### SHORT TASK
Pick out every line in the listing below that contains the word "brown", matching case exactly, and copy each one.

[Excerpts of pointing data]
------------------------------------------------------------

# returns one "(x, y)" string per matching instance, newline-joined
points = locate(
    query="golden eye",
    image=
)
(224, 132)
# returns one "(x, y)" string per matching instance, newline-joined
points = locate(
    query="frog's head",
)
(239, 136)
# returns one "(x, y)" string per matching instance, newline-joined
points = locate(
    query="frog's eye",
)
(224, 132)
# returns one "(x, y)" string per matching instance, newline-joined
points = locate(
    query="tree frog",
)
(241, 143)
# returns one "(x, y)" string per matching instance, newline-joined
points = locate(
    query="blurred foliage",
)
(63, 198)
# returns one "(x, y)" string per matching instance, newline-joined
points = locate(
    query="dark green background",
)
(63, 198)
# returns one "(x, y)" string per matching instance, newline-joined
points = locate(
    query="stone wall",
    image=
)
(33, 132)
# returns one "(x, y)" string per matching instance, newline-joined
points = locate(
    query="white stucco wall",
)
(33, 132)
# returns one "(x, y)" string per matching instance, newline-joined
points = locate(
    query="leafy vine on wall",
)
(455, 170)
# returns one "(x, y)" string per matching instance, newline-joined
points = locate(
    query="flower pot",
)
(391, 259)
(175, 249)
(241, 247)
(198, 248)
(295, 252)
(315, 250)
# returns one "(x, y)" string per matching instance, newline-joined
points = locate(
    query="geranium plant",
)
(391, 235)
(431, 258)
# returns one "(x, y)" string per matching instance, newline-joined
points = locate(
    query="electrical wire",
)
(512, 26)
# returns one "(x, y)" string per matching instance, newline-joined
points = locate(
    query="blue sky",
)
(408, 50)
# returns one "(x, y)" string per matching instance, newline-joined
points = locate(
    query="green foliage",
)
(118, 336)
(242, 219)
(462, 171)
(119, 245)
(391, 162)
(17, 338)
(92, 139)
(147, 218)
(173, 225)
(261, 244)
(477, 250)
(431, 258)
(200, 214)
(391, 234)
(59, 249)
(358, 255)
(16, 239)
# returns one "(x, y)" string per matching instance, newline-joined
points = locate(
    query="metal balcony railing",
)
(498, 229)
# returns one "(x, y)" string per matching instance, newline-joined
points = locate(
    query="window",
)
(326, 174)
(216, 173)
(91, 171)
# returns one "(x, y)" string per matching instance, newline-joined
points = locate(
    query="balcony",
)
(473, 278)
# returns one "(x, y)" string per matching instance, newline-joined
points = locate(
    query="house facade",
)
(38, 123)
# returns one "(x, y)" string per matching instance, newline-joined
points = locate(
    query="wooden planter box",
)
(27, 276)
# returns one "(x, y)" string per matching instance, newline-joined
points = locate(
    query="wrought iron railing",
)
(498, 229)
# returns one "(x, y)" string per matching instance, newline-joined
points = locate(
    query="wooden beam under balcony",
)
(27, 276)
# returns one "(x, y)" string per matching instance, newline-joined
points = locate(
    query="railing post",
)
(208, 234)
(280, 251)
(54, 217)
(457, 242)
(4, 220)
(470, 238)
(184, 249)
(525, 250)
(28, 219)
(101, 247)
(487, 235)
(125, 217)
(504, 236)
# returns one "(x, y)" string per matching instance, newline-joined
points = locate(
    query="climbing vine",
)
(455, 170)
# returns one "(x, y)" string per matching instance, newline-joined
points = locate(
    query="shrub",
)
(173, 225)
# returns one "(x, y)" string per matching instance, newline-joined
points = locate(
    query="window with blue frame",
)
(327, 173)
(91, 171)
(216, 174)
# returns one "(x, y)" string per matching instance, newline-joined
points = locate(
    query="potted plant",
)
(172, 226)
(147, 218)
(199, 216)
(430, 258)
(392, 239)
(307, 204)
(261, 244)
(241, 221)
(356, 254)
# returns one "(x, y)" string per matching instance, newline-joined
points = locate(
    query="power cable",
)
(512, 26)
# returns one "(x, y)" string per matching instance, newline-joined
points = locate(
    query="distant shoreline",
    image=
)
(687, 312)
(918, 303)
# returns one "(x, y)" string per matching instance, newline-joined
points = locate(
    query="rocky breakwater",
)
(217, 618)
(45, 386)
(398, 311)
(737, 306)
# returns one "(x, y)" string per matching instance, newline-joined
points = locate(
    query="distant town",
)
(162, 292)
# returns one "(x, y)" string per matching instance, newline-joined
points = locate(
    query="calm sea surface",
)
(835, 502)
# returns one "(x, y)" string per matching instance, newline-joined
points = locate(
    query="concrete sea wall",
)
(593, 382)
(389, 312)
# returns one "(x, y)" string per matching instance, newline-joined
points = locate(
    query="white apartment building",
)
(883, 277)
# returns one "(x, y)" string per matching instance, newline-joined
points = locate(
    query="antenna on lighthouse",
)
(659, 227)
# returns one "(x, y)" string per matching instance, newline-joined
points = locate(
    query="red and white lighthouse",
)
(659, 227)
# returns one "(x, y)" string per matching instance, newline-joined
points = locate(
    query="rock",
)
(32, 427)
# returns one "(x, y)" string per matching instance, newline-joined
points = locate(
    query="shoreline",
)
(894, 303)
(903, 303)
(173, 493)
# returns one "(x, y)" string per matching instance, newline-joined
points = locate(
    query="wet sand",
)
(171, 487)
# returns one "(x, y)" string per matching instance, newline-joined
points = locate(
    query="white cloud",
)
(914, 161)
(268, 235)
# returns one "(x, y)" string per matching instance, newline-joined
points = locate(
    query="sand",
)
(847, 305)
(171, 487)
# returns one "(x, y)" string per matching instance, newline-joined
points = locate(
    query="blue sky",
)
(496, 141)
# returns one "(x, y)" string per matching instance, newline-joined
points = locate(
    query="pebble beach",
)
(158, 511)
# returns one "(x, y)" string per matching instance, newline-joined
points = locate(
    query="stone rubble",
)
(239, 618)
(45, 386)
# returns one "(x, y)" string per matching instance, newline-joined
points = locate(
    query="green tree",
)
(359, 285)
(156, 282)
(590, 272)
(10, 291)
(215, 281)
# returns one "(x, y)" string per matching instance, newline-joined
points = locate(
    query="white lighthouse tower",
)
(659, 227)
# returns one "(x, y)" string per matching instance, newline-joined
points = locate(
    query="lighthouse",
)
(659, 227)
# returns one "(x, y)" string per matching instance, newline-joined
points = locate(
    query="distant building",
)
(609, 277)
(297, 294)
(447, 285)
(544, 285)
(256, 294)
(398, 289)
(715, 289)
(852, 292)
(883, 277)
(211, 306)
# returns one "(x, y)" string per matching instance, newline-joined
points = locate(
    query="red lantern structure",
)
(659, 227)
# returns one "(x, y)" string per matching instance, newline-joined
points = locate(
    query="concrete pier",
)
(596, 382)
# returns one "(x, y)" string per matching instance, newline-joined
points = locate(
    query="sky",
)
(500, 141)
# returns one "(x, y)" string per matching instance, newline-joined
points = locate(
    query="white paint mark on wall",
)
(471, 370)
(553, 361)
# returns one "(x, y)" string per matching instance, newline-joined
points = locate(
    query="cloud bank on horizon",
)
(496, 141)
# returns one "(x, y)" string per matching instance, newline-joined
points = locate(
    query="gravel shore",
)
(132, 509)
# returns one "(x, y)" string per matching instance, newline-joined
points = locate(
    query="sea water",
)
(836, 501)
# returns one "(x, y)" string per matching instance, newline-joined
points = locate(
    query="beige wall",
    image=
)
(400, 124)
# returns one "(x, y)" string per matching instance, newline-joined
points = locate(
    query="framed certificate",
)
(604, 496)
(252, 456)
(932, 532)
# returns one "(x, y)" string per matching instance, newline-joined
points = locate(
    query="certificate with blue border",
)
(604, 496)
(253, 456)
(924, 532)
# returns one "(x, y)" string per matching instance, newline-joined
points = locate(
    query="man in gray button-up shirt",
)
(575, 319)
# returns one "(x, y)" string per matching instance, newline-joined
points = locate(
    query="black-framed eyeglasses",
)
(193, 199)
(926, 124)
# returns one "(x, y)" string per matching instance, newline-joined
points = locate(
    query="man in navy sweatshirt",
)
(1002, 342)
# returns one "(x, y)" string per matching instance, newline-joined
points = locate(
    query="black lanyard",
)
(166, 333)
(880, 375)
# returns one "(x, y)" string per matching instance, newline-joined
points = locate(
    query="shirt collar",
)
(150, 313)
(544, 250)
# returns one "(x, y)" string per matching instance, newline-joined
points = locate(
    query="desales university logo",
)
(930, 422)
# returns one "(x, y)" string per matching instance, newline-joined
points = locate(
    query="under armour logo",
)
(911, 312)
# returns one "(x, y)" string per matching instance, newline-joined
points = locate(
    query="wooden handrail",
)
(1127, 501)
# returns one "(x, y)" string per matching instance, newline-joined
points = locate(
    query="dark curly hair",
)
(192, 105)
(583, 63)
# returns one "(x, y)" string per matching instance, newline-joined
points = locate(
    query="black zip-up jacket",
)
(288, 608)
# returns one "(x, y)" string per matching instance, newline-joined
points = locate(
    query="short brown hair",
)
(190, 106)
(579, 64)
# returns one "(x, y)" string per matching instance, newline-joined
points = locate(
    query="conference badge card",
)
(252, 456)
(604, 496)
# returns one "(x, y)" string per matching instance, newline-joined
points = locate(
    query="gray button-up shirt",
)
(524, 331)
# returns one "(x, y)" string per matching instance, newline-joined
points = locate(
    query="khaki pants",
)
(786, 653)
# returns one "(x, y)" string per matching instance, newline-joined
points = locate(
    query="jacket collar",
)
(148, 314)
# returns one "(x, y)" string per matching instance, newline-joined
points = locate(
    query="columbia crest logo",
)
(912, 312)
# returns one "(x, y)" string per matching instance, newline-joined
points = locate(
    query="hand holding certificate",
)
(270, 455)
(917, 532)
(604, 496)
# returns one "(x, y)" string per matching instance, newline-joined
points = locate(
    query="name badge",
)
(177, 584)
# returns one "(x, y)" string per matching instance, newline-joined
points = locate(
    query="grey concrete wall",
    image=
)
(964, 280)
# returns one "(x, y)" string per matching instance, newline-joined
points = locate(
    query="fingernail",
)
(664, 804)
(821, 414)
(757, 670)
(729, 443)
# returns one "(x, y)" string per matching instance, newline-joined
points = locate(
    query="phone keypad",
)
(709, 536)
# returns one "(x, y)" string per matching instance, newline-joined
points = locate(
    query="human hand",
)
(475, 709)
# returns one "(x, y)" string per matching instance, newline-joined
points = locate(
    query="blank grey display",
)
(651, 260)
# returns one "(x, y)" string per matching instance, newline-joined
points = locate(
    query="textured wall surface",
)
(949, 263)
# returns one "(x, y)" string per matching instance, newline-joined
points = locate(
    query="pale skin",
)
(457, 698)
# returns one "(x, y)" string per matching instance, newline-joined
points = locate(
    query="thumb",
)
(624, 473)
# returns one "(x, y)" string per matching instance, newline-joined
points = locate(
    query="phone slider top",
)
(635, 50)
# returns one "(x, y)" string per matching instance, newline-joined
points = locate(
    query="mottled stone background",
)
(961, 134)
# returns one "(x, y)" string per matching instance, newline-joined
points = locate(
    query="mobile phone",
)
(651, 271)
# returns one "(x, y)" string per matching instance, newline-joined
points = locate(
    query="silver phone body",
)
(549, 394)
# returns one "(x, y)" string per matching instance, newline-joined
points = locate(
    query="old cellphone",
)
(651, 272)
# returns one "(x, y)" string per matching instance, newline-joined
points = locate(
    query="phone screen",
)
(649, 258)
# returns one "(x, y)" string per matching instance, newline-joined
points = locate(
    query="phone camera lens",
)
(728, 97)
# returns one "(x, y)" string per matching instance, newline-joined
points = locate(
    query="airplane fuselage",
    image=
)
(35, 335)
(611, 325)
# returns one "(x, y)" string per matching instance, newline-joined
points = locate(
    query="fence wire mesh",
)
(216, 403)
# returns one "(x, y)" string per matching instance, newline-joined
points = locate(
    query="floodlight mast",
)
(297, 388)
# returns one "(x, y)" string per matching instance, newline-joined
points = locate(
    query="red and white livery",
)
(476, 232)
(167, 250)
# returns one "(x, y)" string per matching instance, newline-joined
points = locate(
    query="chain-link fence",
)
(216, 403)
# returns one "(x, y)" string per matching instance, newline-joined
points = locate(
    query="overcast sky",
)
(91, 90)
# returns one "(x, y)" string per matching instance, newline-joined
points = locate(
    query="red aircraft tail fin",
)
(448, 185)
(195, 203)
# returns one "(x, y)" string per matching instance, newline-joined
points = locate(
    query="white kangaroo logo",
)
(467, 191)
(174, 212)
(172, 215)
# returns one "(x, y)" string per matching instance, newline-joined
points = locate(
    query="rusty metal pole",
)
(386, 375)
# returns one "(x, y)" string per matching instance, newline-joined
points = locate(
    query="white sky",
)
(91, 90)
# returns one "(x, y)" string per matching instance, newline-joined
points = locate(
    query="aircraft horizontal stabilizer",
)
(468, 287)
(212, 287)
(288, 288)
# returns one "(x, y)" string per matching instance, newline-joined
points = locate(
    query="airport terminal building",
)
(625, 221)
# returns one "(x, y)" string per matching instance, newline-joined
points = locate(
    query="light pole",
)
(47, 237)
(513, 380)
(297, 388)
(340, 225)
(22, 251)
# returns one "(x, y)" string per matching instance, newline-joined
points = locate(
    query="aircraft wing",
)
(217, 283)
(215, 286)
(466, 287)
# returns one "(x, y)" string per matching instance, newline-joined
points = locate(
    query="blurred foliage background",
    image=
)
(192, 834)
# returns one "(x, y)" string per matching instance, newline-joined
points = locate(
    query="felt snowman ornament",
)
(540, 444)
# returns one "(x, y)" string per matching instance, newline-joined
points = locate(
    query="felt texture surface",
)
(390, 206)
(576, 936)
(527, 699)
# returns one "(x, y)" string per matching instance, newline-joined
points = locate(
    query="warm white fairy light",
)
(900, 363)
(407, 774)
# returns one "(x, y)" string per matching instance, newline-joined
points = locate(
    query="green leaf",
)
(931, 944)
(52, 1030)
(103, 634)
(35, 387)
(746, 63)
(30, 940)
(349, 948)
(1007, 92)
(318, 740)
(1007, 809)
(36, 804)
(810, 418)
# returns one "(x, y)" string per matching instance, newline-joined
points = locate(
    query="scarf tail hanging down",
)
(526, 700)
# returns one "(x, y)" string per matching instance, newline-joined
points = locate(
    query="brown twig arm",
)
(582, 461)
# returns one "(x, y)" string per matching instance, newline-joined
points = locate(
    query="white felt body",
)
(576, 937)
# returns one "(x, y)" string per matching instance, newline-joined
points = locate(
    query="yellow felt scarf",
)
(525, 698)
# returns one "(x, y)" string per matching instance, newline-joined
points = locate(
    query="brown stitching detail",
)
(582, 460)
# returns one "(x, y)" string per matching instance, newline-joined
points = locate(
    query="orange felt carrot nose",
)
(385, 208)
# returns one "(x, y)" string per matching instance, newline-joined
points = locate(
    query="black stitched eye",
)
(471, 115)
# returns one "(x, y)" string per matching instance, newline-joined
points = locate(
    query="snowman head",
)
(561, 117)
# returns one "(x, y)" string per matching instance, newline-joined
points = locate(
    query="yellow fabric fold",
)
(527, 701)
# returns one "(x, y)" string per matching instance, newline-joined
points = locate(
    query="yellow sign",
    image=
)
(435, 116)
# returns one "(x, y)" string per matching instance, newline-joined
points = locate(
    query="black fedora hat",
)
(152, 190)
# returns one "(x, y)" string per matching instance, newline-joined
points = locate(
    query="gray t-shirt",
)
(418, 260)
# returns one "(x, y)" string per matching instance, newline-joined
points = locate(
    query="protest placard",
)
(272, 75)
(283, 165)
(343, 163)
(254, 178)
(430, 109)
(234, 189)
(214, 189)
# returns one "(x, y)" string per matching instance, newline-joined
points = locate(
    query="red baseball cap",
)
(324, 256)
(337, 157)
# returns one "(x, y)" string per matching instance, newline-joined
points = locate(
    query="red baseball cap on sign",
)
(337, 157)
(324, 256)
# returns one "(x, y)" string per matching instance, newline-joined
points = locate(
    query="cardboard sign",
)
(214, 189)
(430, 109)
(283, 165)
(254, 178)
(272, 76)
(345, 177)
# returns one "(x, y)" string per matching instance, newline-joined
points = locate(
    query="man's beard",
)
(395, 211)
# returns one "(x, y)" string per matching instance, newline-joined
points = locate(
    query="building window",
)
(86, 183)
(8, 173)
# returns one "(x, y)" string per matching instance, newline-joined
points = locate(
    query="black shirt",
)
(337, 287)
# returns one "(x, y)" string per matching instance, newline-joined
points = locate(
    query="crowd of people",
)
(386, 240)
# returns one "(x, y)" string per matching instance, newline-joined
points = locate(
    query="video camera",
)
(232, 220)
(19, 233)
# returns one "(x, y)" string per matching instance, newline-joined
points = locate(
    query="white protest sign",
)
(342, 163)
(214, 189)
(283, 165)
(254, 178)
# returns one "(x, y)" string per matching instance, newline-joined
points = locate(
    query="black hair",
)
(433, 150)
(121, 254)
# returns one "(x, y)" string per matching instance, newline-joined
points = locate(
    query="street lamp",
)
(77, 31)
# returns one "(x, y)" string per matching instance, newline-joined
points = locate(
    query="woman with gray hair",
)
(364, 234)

------------------------------------------------------------

### FINISHED EXERCISE
    query="short brown hair",
    query="brown twig arm",
    query="brown stitching detail",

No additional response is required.